> Extrait à lire:
Zurich (awp) - Le directeur général (CEO) de Julius Bär, Boris Collardi, a surpris son monde lundi en annonçant son départ et sa nomination comme associé chez Pictet. La banque privée genevoise réussit un joli coup en attirant une personnalité aussi réputée que médiatique. Bernhard Hodler, membre de la direction de Julius Bär depuis près de 20 ans, a repris le flambeau à la tête du gestionnaire zurichois.

Boris Collardi a annoncé son départ au président Daniel Suter dans le courant du week-end. Il a quitté son poste avec effet immédiat et entrera au collège des associés de Pictet à mi-2018, ont annoncé les deux groupes dans des communiqué distincts.

Le désormais ex-CEO a quitté la banque zurichoise pour des raisons personnelles, a déclaré M. Suter lors d'une conférence téléphonique.

Le Vaudois d'adoption avait pris la direction de Julius Bär en octobre 2009. Sous sa houlette, l'établissement a connu un développement galopant, la masse sous gestion passant de 154 mrd à 393 mrd CHF entre décembre 2009 et octobre 2017.

> Consigne écrite 1: Citez le passage de l'article sur le départ de Boris Collardi qui s'ouvre sur les mots contenant « Boris Collardi a » et se termine par « d'une conférence téléphonique. ».
> Consigne écrite 2: Selon l'article sur le départ de Boris Collardi, quand entrera-t-il au collège des associés de Pictet ?

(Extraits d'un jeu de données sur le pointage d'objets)

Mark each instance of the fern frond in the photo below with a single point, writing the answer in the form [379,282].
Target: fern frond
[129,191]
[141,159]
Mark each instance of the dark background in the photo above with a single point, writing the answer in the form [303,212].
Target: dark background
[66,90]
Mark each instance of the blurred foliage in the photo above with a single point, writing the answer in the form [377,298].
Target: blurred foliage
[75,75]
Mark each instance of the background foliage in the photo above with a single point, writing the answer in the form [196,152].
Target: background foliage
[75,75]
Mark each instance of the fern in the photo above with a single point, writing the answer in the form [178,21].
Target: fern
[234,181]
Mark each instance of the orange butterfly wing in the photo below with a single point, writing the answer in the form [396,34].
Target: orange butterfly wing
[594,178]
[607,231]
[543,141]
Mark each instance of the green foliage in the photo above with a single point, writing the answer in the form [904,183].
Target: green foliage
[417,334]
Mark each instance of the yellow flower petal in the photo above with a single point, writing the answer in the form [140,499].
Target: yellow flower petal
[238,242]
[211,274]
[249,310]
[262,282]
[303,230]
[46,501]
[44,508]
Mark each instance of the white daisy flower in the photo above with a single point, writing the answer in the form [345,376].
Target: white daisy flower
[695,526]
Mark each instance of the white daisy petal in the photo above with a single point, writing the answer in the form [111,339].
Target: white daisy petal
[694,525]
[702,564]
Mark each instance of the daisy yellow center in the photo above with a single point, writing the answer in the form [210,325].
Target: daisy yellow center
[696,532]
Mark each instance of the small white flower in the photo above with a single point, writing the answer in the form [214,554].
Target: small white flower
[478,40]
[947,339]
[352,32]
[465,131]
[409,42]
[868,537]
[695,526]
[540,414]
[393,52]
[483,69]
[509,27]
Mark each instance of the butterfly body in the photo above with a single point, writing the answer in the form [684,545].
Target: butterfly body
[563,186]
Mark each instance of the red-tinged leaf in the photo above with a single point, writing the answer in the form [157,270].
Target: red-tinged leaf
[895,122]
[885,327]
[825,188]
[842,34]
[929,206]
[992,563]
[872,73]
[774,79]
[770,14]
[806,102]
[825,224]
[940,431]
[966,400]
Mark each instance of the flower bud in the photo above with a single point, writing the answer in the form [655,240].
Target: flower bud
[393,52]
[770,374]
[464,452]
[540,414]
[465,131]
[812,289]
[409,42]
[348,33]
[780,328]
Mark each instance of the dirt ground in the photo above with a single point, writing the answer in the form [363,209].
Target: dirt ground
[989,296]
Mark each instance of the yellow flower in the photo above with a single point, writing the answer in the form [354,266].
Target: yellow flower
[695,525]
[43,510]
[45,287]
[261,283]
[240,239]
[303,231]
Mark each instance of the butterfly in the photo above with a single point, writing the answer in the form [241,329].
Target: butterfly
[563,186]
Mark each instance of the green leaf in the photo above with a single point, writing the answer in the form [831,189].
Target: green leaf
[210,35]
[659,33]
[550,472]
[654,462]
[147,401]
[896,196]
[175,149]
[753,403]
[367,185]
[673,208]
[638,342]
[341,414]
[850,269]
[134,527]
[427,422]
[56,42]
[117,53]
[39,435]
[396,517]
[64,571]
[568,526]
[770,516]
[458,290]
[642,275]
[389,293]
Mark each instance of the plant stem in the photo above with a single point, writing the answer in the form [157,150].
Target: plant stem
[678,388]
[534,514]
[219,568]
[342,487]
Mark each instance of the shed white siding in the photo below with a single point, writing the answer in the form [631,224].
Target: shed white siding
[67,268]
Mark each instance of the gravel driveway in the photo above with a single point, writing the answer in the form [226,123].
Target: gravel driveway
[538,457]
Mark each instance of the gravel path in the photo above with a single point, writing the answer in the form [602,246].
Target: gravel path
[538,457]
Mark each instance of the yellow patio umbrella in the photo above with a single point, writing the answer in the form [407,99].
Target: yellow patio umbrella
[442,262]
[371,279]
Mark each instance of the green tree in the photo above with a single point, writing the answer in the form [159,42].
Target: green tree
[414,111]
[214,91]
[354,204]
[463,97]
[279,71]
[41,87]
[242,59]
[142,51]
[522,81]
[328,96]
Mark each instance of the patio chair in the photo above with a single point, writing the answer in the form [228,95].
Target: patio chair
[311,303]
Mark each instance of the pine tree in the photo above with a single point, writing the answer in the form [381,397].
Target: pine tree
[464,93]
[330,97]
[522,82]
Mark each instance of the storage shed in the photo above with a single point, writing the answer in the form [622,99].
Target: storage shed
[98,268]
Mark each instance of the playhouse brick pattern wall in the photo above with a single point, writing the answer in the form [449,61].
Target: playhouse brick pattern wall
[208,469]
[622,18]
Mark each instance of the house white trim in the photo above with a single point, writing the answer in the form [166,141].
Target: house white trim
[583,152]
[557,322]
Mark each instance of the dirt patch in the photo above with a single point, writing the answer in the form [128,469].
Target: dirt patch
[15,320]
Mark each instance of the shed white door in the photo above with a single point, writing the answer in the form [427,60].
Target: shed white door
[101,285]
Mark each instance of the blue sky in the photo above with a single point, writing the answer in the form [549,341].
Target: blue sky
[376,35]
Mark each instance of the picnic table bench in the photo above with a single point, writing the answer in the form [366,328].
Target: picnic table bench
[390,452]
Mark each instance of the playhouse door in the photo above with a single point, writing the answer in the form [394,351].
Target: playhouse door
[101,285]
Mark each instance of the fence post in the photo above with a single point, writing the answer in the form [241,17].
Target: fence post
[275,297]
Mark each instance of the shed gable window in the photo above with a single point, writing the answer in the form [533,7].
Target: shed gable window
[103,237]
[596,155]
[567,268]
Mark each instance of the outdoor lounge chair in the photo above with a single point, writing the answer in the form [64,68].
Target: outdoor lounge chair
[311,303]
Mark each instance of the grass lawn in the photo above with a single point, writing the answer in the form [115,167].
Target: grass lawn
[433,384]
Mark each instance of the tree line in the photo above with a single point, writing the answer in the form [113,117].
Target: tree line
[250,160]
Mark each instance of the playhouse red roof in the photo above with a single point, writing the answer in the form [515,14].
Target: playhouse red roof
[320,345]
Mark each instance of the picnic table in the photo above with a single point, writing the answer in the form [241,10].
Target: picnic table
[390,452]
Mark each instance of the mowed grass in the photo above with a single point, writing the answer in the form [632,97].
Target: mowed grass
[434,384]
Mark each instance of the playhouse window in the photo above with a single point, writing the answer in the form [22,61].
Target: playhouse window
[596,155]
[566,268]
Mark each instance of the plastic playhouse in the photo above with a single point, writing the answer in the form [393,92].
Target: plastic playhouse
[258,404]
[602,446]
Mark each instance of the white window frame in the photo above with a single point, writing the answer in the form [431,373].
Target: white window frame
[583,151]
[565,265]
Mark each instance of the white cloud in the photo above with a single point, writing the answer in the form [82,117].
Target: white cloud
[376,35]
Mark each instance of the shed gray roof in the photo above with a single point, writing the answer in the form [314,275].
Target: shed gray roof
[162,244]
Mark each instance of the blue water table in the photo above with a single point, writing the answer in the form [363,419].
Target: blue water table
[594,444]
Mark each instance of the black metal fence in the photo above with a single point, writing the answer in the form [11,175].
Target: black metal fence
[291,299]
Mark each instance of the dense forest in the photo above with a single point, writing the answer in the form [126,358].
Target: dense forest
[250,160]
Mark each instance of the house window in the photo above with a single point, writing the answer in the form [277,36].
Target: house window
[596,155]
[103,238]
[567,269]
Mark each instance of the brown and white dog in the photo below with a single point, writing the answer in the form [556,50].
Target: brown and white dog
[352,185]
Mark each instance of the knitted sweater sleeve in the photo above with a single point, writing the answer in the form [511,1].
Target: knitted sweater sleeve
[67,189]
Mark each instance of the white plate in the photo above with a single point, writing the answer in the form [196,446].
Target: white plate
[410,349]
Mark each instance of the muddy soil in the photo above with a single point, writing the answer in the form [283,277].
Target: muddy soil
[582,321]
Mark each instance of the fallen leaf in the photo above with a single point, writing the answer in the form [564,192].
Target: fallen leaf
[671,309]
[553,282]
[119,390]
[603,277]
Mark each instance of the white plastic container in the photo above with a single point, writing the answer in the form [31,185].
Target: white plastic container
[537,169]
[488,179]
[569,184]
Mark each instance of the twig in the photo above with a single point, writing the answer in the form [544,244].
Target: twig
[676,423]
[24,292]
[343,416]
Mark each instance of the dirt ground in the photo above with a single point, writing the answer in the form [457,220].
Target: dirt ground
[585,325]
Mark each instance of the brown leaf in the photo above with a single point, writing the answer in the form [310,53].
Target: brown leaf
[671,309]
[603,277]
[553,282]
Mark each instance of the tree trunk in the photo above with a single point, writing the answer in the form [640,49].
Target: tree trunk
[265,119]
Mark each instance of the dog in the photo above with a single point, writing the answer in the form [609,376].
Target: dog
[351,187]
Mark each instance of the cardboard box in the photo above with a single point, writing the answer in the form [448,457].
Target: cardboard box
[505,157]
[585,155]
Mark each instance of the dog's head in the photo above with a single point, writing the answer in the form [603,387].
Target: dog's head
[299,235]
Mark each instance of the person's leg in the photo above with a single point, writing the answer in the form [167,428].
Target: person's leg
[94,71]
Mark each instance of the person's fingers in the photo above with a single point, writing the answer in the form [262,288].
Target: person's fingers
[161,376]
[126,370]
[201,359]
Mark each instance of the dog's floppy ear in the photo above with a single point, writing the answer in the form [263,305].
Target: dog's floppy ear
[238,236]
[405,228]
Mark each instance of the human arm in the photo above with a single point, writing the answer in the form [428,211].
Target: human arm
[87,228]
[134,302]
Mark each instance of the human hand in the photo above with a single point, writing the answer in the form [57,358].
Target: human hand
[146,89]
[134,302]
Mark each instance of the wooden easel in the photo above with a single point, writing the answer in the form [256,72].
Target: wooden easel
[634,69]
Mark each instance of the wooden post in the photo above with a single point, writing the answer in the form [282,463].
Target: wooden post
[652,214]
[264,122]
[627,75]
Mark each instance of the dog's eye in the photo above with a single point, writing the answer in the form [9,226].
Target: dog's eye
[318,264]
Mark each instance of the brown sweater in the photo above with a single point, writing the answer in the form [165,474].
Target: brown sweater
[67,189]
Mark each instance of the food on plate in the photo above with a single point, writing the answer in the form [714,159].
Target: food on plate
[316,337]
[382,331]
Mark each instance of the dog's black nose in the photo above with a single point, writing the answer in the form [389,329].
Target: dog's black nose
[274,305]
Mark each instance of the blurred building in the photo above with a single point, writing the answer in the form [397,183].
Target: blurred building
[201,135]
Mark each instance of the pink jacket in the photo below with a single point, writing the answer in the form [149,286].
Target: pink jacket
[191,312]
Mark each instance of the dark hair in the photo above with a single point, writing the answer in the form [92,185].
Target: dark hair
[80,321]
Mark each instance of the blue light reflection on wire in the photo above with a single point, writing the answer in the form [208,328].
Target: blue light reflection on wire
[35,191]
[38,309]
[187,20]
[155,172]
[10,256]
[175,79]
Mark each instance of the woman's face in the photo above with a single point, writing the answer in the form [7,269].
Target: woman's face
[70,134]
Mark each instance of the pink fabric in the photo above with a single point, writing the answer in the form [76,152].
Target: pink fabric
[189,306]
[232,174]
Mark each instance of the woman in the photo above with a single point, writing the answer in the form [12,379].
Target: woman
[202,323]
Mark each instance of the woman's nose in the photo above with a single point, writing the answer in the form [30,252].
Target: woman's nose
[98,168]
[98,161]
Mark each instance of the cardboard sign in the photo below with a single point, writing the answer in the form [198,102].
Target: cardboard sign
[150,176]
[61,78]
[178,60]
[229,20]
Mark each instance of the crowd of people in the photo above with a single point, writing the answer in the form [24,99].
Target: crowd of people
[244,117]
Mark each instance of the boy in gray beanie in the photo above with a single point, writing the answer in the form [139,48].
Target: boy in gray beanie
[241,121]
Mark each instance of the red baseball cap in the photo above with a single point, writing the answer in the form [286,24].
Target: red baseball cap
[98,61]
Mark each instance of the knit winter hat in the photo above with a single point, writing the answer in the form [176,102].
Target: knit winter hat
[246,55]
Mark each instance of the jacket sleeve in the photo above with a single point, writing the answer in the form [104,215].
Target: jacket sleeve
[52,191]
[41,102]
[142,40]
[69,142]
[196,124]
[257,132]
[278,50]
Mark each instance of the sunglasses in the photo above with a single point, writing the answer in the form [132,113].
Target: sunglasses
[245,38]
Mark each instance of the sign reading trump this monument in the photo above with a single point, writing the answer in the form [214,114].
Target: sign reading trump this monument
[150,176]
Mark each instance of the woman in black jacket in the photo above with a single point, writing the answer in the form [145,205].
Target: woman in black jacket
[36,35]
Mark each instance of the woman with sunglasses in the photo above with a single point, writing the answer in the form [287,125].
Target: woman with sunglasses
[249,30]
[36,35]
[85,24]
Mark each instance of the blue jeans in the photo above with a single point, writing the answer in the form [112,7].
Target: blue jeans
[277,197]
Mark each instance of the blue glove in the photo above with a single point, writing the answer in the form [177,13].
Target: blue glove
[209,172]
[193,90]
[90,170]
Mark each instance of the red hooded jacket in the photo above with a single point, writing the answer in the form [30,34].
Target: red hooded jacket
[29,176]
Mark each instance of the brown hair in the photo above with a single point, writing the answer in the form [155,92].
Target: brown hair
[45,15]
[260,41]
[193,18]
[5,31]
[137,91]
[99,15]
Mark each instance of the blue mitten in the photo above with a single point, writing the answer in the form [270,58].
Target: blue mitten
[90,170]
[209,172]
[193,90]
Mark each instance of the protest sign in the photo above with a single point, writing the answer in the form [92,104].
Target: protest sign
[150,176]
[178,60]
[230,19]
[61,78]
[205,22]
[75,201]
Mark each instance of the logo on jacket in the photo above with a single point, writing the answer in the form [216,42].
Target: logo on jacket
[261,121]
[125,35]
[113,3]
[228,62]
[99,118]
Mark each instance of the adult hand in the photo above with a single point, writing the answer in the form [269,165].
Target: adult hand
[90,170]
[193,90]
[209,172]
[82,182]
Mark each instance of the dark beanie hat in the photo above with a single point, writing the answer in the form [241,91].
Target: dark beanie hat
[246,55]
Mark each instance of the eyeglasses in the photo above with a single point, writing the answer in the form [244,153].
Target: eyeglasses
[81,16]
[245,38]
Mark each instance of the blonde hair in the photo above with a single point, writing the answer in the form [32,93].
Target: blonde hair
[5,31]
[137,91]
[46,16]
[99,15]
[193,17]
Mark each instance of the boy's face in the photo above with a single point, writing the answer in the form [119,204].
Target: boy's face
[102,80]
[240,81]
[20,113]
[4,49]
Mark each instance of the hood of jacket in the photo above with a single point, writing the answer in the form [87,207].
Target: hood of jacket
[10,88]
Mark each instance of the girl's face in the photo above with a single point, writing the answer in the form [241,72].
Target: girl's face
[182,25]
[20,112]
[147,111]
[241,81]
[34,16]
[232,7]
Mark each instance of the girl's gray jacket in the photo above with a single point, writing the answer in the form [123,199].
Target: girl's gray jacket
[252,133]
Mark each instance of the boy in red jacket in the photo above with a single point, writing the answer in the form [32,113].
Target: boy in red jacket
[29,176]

> Résultat 1:
Boris Collardi a annoncé son départ au président Daniel Suter dans le courant du week-end. Il a quitté son poste avec effet immédiat et entrera au collège des associés de Pictet à mi-2018, ont annoncé les deux groupes dans des communiqué distincts.

Le désormais ex-CEO a quitté la banque zurichoise pour des raisons personnelles, a déclaré M. Suter lors d'une conférence téléphonique.

> Résultat 2: À mi-2018.